#### Data for processing

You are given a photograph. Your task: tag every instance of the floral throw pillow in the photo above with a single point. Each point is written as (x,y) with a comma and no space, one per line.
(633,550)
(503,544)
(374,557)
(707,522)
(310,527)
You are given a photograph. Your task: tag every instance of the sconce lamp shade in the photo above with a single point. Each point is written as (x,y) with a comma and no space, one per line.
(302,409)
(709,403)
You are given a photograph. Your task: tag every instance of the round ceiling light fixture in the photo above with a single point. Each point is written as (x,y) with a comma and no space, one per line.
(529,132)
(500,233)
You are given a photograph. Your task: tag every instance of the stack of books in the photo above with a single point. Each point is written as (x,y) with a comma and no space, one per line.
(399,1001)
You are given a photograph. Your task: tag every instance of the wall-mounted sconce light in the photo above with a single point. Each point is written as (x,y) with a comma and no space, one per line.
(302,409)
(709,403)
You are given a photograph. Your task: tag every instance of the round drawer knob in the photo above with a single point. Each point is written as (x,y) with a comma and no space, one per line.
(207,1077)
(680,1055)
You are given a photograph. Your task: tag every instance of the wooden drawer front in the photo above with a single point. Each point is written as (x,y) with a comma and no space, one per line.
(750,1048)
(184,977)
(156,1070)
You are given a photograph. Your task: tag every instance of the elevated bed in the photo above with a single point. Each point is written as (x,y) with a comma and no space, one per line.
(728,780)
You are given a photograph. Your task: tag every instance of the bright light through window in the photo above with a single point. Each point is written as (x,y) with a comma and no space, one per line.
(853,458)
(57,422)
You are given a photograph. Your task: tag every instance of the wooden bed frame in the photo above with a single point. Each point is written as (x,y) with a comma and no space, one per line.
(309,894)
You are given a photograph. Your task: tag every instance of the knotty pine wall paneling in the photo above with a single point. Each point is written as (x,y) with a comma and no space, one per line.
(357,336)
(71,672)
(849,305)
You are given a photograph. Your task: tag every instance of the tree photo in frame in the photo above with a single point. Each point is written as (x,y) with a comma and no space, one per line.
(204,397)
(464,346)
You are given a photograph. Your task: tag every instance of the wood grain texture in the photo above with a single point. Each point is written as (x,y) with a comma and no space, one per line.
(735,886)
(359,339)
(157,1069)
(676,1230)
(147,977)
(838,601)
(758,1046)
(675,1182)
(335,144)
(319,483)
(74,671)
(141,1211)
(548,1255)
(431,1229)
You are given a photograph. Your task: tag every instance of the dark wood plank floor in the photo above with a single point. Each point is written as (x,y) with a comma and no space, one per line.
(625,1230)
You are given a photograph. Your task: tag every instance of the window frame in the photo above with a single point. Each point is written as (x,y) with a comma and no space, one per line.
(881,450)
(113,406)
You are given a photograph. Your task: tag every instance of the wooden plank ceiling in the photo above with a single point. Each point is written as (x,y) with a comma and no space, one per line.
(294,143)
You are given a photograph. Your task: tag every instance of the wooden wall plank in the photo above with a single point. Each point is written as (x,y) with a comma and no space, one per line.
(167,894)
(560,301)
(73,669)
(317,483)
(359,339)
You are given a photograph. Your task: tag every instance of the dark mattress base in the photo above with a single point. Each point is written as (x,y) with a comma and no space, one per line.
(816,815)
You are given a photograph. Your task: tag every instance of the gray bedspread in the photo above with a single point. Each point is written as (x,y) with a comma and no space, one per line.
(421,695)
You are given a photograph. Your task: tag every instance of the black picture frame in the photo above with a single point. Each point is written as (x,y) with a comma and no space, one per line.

########

What is asked :: Can you recast all of the records above as a numbered list, leaving out any blank lines?

The response ::
1. You are given a photograph. Your task: tag every instance of the floral throw pillow in the photo above with a single point. Each point is written as (x,y) with a comma and no space, one per line.
2. (633,550)
3. (503,544)
4. (374,557)
5. (707,522)
6. (310,527)
7. You are given a photograph. Your task: tag every instance of the sconce lamp shade in the photo above with a single point. Each point is written as (x,y) with a comma and no space, one per line.
8. (302,409)
9. (709,403)
10. You are given a photograph. Your task: tag every instance of the round ceiling light fixture in the photo above with a single point. Each point is written as (x,y) with a comma and no space, one per line.
11. (529,132)
12. (500,233)
13. You are given a photograph. Your task: tag every instance of the stack of books in the photo above with a single point. Each point is written as (x,y) with a comma and no space, one per line.
14. (399,1001)
15. You are given a photograph. Your task: tag every instance of the wall-mounted sconce light in the photo above with a single point. Each point is written as (x,y) with a comma and no space, one per line.
16. (302,409)
17. (709,403)
18. You are given a photograph. Your task: tag every instance of the round drawer knob in the photo above with a single point. Each point is written as (x,y) with a comma and no space, one per line.
19. (207,1077)
20. (680,1055)
21. You are given a photograph. Your task: tag every instance of the wooden drawer front in the photo above with a single point. Each point is written as (x,y) with a comma and no space, one per line.
22. (750,1048)
23. (184,977)
24. (156,1070)
25. You are given a photograph. Your task: tag every instance of the elevated bed in the photo above with a single point. Each point is written as (x,y) with a comma and no space, one per line.
26. (728,780)
27. You are given a photograph. Your task: tag every instance of the bright light through window in the photo above with a single point. Each point is written as (x,y) with a comma and no space, one per line.
28. (853,458)
29. (57,422)
30. You are given a photograph. Your task: tag every instance of the wooden bed frame in the photo above with a single point. Each point is written as (x,y) with a comma and no space, one per line.
31. (309,894)
32. You are given a photograph. Your task: tag every instance of the knotty pine wall paneling in the photo above with a single point. Each point is written as (x,y) with a comma and no space, one per line.
33. (357,336)
34. (71,672)
35. (849,305)
36. You are given a photograph. Your task: tag every instance of the tree photo in frame in the photo above with a single point. Each point is written as (x,y) with a comma and no space, one per line.
37. (204,397)
38. (464,346)
39. You are given a photograph. Your task: tag every instance of the wood grain texture in the photo above with a single point. Each point is written as (x,y) with a comma and no space, one per line.
40. (735,886)
41. (359,339)
42. (157,1069)
43. (676,1230)
44. (147,977)
45. (838,601)
46. (758,1046)
47. (675,1182)
48. (335,144)
49. (319,483)
50. (74,671)
51. (141,1211)
52. (548,1255)
53. (431,1229)
54. You are given a photograph. Your task: tag every instance of the dark wood plank floor in the photo above with a single point. Each point is written as (x,y) with a comma and no space, one per line.
55. (625,1230)
56. You are given a photograph. Your task: tag every instance of the window frame in the photo above with a single point. Each point is written as (x,y) with a comma and no space, one per line.
57. (881,450)
58. (113,406)
59. You are given a photograph. Your task: tag every instance of the wooden plank ceiling in the photo above with a single point. Each point is written as (x,y) with a comma and no space, one per line.
60. (294,143)
61. You are given a photograph. Your task: tag every instance of the wooden wall plank in the photo above with a single point. Each point is written as (x,y) with a comma and no space, one per line.
62. (167,894)
63. (560,301)
64. (73,669)
65. (317,483)
66. (359,339)
67. You are given a photograph. Your task: tag every instance of the dark mattress base in the photo above with a single point. Each point is written as (x,y) with a comma and no space, one per line.
68. (816,815)
69. You are given a photograph. Your task: tag every instance of the gray bedspread in the photo above with a single point. Each point is written as (x,y) with a comma and no space, one per line.
70. (421,695)
71. You are given a photograph. Your task: tag every instance of the black picture frame in the photo above with a single point. Each point is written as (x,y) with a comma and no space, one per line.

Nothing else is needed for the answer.